# AIM OF THE TASK:
Pick out every line in the listing below that contains the word "backdrop", and copy each of those lines.

■ ■ ■

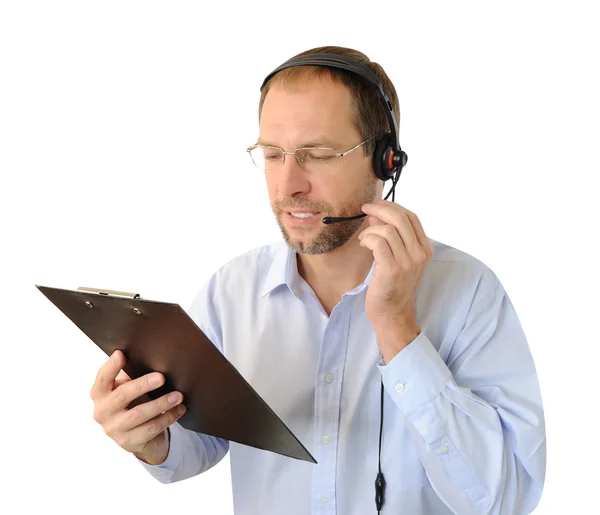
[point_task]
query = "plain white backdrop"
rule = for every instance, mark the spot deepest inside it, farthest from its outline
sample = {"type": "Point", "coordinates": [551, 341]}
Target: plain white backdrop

■ ■ ■

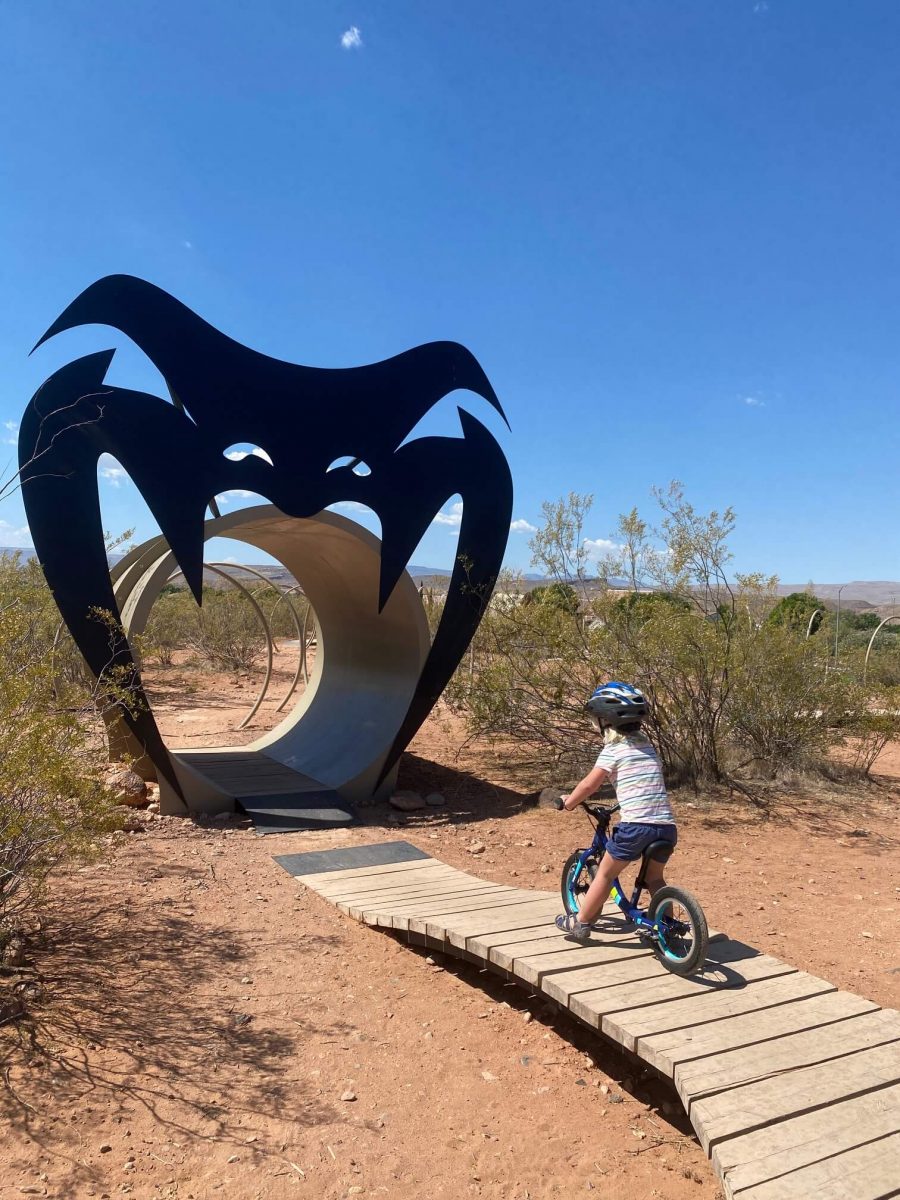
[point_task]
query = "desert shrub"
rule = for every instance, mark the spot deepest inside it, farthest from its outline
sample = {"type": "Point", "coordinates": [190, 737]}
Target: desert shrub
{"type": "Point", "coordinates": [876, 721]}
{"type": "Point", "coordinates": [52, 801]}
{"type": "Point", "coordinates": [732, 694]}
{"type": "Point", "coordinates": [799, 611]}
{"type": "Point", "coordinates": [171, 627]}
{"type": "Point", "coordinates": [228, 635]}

■ ■ ■

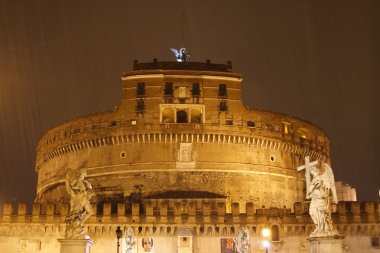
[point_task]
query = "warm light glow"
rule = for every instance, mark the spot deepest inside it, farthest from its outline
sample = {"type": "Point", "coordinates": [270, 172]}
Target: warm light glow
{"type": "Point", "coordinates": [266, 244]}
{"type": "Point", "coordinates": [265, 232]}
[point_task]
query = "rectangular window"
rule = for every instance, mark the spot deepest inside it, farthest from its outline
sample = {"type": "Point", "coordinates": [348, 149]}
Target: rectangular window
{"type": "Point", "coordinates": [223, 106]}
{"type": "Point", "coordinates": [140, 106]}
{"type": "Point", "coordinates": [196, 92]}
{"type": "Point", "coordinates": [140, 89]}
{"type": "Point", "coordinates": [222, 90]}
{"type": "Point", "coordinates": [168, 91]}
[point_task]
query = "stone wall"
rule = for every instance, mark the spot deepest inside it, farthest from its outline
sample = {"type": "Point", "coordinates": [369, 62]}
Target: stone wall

■ ■ ■

# RESULT FOR THIS EXERCISE:
query = "plain white backdrop"
Target: plain white backdrop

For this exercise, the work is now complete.